● **EXCERPT**:
——————————

16. Mr Demming filed a Reply to HMRC’s Response dated 30 August 2025. In it he made the following points: a. the correct test under section 23(1) (b) CRCA is whether there is a realistic prospect that third parties could deduce identities from the anonymised dataset, not whether a taxpayer could recognise their own entry. The issue for the Tribunal is therefore whether anonymisation can sufficiently remove the risk of identification such that section 23(1) is not engaged. b. Section 23(1) (b) requires that disclosure would “ enable the identity … to be deduced .” That necessarily contemplates deduction by persons other than the taxpayer themselves. If HMRC’s approach were correct, anonymisation would always fail, as any subject can always recognise their own data. That would render the statutory limitation in s.23(1) meaningless and inconsistent with the principle in CSA v SIC [2008] UKHL 47 that properly anonymised data may be disclosed. c. HMRC’s submissions about “mosaic” and “jigsaw” identification are speculative. HMRC must demonstrate that realistic re-identification risks exist. d. The “motivated intruder” tests applies only to personal data of natural persons. e. HMRC conflates pseudonymisation with anonymisation; Mr Demming seeks the latter. f. The fact that HMRC applies SDC techniques to publish aggregated corporation tax statistics proves that safe anonymisation is achievable. HMRC’s view that that “ individual-level data … would never meet SDC standards ” (Response §39) is a policy view, not a statutory prohibition. Parliament did not intend to ban all anonymised microdata; if it had, s.23(1) (b) would be redundant. g. He concluded that “ (i) HMRC’s reliance on “self-identification” is a misinterpretation of CRCA s.23(1) ; (ii) HMRC has not demonstrated a realistic risk of third-party deduction; (iii) Proper anonymisation is feasible and was contemplated by the request; (iv) HMRC breached its duty under FOIA s.16 by refusing to explore anonymisation options.” Legal Framework

17. Section 1 FOIA creates a duty to disclose information held by public authorities.

——————————

● **EXTRACTED ENTRIES**:
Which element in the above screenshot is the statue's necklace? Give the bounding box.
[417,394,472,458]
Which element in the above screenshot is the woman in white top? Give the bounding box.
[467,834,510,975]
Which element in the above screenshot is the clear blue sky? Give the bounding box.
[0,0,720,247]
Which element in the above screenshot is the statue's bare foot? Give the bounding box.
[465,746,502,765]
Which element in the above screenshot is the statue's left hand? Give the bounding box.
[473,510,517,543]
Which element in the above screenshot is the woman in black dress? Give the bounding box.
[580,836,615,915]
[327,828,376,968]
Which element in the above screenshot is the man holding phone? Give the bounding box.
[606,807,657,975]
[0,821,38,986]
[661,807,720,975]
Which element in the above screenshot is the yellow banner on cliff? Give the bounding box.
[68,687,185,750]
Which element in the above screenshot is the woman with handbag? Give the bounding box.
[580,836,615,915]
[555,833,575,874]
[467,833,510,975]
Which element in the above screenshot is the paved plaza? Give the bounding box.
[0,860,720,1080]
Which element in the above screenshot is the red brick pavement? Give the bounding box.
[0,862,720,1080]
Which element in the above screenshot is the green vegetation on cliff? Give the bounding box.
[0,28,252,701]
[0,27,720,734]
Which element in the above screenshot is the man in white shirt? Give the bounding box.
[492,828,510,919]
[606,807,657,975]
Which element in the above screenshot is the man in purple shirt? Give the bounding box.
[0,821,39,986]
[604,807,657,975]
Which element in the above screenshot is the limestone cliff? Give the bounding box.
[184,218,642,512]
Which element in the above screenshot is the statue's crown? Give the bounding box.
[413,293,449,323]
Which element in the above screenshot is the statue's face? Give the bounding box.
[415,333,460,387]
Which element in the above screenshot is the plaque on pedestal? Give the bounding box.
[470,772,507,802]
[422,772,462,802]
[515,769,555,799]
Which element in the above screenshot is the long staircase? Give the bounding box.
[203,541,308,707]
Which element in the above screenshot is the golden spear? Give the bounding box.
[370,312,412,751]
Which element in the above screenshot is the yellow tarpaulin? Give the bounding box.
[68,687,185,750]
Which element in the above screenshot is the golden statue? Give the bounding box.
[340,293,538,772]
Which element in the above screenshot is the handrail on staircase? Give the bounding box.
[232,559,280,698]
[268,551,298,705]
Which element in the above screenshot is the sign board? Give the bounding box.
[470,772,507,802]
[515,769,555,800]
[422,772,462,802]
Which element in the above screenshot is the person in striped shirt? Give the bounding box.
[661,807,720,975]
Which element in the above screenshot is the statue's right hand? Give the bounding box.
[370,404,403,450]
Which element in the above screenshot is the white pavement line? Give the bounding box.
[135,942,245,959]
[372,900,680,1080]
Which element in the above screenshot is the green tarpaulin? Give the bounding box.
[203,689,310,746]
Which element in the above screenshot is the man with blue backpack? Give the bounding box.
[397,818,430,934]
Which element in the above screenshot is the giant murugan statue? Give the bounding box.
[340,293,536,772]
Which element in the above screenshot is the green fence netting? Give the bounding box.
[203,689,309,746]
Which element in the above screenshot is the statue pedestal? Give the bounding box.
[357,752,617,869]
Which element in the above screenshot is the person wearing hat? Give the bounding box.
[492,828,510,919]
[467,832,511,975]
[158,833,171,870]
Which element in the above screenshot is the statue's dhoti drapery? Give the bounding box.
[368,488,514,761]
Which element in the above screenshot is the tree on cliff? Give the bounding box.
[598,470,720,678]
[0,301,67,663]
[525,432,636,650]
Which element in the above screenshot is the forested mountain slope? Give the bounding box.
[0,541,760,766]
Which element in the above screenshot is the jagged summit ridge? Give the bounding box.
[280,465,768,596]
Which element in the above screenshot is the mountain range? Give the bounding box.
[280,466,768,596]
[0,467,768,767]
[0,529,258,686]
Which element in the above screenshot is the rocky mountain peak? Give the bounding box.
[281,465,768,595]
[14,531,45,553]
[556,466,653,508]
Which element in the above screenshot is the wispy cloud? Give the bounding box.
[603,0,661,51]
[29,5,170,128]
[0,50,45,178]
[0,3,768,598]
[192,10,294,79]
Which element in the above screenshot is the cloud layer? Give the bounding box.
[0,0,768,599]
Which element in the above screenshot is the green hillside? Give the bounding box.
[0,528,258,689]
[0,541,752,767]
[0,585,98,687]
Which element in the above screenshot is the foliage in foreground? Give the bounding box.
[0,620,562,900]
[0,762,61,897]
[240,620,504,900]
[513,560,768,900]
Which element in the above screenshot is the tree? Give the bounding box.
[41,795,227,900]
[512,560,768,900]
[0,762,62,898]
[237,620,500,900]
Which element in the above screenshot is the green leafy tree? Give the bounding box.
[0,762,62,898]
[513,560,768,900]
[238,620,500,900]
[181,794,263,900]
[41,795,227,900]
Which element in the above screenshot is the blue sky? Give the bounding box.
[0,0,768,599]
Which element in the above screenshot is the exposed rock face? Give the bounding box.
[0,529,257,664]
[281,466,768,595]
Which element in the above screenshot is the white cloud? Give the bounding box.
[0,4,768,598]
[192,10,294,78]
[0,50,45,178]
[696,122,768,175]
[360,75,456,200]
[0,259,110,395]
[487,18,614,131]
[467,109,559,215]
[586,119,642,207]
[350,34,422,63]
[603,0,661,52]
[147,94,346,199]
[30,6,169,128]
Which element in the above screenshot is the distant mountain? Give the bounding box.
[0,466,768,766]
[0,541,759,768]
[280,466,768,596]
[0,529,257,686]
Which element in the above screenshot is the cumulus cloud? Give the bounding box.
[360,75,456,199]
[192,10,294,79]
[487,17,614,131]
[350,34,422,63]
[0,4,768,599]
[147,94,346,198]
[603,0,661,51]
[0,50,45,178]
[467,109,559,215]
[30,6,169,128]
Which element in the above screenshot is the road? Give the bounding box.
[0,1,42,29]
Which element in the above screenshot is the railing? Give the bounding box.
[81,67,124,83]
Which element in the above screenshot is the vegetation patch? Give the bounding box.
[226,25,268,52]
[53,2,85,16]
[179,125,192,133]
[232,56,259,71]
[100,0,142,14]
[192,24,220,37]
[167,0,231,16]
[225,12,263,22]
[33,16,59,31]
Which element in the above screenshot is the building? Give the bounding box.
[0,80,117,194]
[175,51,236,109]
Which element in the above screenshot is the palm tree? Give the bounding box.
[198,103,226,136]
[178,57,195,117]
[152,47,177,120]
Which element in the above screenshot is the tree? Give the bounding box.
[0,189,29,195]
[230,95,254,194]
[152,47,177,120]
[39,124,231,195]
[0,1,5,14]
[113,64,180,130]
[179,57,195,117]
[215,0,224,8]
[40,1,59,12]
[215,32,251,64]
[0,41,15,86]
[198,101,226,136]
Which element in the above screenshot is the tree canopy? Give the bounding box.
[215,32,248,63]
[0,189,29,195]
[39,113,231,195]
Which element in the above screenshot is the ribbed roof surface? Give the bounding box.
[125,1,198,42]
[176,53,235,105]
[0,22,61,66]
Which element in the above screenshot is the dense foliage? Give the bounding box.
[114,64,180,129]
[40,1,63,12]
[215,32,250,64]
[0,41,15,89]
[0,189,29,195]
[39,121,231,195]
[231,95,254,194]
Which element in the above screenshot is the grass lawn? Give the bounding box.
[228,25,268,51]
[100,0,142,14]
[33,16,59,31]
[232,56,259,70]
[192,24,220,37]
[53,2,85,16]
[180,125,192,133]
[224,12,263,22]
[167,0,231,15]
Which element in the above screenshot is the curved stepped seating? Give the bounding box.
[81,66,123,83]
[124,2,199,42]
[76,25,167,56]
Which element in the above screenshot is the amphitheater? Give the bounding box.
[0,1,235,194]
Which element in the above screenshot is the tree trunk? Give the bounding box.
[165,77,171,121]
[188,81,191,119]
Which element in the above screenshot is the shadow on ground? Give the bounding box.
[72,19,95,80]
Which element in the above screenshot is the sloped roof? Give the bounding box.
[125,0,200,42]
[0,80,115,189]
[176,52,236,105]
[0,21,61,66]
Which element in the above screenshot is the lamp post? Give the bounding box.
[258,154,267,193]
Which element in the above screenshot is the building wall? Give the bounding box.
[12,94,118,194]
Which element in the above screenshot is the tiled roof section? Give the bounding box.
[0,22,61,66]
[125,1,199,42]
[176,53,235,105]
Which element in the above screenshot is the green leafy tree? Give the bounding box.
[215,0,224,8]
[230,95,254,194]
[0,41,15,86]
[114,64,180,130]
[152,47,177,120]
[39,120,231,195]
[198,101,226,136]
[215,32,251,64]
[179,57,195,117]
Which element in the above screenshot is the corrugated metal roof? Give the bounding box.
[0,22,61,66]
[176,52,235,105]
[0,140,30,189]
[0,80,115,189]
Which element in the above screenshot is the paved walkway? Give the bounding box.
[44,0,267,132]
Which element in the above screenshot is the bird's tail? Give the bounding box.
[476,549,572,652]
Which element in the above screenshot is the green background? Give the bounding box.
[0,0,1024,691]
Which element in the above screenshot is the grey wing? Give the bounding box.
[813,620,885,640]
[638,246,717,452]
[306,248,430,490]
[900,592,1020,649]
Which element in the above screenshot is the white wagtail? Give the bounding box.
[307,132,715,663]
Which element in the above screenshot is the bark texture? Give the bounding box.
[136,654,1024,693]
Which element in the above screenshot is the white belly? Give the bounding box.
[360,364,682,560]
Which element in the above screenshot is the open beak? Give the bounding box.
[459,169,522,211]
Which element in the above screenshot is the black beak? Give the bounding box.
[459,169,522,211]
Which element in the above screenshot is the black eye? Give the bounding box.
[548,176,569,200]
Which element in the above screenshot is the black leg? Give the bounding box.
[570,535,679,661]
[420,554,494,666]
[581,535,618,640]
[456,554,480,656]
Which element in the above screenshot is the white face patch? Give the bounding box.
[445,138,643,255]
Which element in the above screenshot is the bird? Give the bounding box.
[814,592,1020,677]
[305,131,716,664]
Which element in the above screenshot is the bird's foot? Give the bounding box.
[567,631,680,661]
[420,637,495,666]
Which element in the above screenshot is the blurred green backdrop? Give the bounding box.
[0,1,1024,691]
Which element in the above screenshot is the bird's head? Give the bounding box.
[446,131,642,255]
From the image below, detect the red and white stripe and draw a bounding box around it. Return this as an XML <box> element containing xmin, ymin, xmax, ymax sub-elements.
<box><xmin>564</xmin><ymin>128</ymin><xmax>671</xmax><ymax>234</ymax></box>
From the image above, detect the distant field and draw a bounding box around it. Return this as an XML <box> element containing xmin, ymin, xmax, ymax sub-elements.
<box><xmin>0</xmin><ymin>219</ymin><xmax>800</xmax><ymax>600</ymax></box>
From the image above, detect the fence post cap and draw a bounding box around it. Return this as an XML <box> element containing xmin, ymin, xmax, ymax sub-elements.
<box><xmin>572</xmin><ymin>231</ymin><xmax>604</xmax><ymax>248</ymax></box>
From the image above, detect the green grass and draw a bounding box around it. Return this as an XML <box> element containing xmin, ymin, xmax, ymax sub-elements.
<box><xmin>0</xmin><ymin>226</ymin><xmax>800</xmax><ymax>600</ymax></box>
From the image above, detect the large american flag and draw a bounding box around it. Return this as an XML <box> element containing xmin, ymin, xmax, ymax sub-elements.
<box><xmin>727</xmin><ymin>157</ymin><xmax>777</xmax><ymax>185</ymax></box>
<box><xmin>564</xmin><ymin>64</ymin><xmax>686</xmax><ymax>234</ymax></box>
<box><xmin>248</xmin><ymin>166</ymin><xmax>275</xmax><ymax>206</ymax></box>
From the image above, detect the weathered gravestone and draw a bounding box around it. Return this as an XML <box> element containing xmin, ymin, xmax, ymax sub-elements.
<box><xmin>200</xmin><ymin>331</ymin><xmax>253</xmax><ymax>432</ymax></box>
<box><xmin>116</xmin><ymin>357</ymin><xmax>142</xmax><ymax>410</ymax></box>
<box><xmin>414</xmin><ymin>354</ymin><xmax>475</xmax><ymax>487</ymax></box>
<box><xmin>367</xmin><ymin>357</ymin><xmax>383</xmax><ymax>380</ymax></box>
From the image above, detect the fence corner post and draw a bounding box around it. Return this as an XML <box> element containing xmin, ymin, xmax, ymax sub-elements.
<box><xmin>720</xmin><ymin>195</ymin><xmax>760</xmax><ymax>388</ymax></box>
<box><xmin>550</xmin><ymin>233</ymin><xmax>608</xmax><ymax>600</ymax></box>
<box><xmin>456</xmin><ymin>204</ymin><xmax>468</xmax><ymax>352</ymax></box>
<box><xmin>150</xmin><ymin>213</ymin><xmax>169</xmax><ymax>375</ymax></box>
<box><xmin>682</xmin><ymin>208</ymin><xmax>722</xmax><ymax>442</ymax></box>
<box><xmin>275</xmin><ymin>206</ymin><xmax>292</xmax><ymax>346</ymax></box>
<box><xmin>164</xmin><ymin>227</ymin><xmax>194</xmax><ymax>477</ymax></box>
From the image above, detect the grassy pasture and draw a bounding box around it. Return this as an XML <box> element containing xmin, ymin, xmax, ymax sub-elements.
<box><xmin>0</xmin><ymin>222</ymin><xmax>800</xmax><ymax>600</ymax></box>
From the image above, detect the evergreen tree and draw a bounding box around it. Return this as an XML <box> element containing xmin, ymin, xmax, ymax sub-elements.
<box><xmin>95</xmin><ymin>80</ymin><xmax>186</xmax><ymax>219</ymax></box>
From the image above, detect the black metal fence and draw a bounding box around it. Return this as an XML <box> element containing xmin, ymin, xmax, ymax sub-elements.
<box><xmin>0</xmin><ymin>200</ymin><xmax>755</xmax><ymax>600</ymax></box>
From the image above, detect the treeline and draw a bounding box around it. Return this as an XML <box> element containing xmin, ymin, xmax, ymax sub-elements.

——————————

Reproduce the tribunal excerpt above about Mr Demming's Reply to HMRC word for word, from start to finish.

● **OUTPUT BELOW**:
16. Mr Demming filed a Reply to HMRC’s Response dated 30 August 2025. In it he made the following points: a. the correct test under section 23(1) (b) CRCA is whether there is a realistic prospect that third parties could deduce identities from the anonymised dataset, not whether a taxpayer could recognise their own entry. The issue for the Tribunal is therefore whether anonymisation can sufficiently remove the risk of identification such that section 23(1) is not engaged. b. Section 23(1) (b) requires that disclosure would “ enable the identity … to be deduced .” That necessarily contemplates deduction by persons other than the taxpayer themselves. If HMRC’s approach were correct, anonymisation would always fail, as any subject can always recognise their own data. That would render the statutory limitation in s.23(1) meaningless and inconsistent with the principle in CSA v SIC [2008] UKHL 47 that properly anonymised data may be disclosed. c. HMRC’s submissions about “mosaic” and “jigsaw” identification are speculative. HMRC must demonstrate that realistic re-identification risks exist. d. The “motivated intruder” tests applies only to personal data of natural persons. e. HMRC conflates pseudonymisation with anonymisation; Mr Demming seeks the latter. f. The fact that HMRC applies SDC techniques to publish aggregated corporation tax statistics proves that safe anonymisation is achievable. HMRC’s view that that “ individual-level data … would never meet SDC standards ” (Response §39) is a policy view, not a statutory prohibition. Parliament did not intend to ban all anonymised microdata; if it had, s.23(1) (b) would be redundant. g. He concluded that “ (i) HMRC’s reliance on “self-identification” is a misinterpretation of CRCA s.23(1) ; (ii) HMRC has not demonstrated a realistic risk of third-party deduction; (iii) Proper anonymisation is feasible and was contemplated by the request; (iv) HMRC breached its duty under FOIA s.16 by refusing to explore anonymisation options.” Legal Framework

17. Section 1 FOIA creates a duty to disclose information held by public authorities.